Work task =
State the number of lines in these records holding "green". Say nothing more.

Free-text object descriptions

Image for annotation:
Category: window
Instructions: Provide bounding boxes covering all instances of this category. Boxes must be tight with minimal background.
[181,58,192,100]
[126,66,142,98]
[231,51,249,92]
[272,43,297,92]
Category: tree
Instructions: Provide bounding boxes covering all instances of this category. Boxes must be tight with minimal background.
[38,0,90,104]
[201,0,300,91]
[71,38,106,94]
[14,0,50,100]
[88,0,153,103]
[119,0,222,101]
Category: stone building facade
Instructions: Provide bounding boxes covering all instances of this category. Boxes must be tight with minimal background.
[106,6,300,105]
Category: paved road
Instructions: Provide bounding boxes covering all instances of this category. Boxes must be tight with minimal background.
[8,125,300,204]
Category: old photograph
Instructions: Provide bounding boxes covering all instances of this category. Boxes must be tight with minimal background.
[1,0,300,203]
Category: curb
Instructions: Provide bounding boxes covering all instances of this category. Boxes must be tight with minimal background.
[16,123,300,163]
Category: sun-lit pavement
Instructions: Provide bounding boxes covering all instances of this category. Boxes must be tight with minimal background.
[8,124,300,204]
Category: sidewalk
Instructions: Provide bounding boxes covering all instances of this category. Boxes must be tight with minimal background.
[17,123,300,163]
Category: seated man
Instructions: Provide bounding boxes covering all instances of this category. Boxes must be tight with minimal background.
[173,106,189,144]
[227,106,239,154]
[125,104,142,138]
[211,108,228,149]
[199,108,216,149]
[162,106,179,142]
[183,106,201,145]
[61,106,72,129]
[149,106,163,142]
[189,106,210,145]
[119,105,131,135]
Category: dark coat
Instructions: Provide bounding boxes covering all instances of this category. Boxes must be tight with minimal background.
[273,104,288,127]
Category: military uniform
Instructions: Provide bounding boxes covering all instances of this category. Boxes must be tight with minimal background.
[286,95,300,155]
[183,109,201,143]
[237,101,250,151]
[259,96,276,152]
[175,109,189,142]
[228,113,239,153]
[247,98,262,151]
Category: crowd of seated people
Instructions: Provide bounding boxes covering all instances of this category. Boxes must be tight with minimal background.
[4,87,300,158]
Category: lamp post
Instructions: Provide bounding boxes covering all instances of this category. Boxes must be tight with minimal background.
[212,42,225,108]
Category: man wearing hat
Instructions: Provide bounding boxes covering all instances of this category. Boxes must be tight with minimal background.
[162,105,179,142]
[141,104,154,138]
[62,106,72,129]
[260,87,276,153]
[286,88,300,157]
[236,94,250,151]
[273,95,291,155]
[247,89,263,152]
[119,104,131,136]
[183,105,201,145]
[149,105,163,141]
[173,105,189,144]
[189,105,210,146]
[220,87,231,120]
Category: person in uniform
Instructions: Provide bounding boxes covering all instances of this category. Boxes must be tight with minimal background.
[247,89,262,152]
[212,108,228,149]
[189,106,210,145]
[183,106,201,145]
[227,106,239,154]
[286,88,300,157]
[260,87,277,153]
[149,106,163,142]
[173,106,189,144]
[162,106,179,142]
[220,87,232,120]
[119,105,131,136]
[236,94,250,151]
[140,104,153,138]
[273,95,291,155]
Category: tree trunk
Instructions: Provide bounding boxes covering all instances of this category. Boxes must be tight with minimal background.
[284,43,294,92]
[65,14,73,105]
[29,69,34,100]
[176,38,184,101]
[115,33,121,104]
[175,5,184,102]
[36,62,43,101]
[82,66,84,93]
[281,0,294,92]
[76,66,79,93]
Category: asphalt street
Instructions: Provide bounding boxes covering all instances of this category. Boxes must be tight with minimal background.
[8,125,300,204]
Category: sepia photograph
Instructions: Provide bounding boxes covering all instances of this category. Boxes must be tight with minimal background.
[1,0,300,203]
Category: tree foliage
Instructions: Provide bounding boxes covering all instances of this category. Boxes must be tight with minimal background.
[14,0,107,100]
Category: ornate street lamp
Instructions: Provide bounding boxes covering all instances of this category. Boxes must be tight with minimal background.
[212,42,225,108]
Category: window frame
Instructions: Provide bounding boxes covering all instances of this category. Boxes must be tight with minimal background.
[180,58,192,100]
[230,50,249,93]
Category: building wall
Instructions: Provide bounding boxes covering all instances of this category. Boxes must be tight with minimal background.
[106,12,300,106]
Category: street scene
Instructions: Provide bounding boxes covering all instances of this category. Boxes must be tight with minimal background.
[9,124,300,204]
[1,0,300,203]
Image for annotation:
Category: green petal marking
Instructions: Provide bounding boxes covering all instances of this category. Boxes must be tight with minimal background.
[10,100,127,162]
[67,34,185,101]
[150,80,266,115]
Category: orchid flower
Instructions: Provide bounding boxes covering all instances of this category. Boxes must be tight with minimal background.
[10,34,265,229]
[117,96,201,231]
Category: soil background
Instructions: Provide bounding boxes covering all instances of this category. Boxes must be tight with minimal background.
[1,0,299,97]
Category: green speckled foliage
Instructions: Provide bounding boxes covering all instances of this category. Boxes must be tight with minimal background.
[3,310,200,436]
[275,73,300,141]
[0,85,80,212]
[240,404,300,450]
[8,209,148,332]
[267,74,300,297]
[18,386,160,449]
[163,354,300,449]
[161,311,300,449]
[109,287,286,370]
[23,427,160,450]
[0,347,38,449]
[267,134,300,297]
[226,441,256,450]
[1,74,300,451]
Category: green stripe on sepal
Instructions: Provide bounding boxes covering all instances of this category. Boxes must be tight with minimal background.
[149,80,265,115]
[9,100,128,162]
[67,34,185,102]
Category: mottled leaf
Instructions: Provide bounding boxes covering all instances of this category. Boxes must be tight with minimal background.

Solution to the problem =
3